● Selected text
----
First of all, let's address shiver me timbers. It's not, in fact, a random combination of words that mean nothing. In fact, to shiver one's timbers means to shoot a cannon ball into another boat with such force that the wood (the "timbers") on the boat shake (or "shiver"). Of course, you do not actually want someone to shiver your timbers, which is why it's used as an oath. If you do something you swear not to do, anyone should feel free to shiver your timbers.
Example: "Shiver me timbers, I'll never sail with that Bo'sun again!"

How about a good insult? There's always bilge rat, which would make someone the vermin that lives in the foul, smelly water that collects in the bottom of the boat. Or whale's bile. Or a land pirate who is someone who has a pirate-like reputation not because of their skill at sea, but because they're a real asshole.
Or how about forecastlehead? This one is slightly more complex and gets at two of the finer points of pirate speak: rank differences and pronounciation. The forecastle, or foc'sle, is the part of the boat ahead of the vertical pole (mast) that holds up the most forward sail. This is usually where the non-officer crew slept, for several reasons. First of all, the front point (bow) of a boat is the place that gets tossed around the most, due to the fact that it's what's cutting through the waves. For the same reason, it also gets the wettest. So...it's not where the officers slept.
Officers, in fact, sleep at the very back (stern) of the boat, which is the most stable. I am not entirely sure if there's any thought process that goes into which side the captain sleeps on, although I can tell you that this summer my captain preferred the left (port) quarters, so I, as the second-in-command (first mate or simply mate), took the right (starboard) ones.
Okay. Back to the foc'sle. It's where the crew slept. It's also where most of their work went on. Because it is ahead of, or before, the mast, if someone says that they spent "x years before the mast" it means that they spent that many years serving on a boat's (non-officer) crew.
So, getting back around to the point, a forecastlehead is someone who is not fit for any duties other than those of a common crew member. They're dumb, basically. It's a more colorful way of saying they are too slow and stupid to ever be an officer.
----
● Material to process
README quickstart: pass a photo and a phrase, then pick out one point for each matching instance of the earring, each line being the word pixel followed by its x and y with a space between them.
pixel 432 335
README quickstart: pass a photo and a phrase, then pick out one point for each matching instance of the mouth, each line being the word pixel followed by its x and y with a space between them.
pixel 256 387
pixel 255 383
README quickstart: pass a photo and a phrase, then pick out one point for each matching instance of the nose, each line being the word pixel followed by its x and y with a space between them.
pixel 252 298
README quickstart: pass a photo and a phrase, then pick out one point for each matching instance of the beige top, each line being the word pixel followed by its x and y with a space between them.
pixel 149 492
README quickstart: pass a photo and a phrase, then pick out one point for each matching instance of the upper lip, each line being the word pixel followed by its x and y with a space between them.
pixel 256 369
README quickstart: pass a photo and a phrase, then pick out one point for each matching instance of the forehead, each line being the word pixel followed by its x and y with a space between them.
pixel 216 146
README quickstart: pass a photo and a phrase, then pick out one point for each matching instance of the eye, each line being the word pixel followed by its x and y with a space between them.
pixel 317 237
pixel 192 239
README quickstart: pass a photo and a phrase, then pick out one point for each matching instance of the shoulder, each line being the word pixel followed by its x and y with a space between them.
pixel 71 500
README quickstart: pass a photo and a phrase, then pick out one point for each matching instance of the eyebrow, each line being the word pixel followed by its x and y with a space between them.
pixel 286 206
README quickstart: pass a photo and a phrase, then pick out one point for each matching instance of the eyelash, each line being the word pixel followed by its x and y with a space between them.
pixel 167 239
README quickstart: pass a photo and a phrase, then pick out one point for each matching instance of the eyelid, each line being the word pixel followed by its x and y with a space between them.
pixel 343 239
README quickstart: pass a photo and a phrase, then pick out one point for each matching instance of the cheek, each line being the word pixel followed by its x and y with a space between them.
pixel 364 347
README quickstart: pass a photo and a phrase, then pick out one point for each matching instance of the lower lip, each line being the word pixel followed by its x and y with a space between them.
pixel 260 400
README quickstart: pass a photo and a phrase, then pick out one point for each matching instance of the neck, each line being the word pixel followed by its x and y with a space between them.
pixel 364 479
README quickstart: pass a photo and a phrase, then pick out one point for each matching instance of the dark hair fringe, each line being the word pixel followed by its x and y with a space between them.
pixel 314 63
----
● Directive 1
List every insult the pirate-speak text offers.
● Directive 2
Collect every line of the entries that contains the word "cheek".

● Written response 1
bilge rat
whale's bile
land pirate
forecastlehead

● Written response 2
README quickstart: pass a photo and a phrase, then pick out one point for each matching instance of the cheek, each line being the word pixel followed by its x and y with a space between them.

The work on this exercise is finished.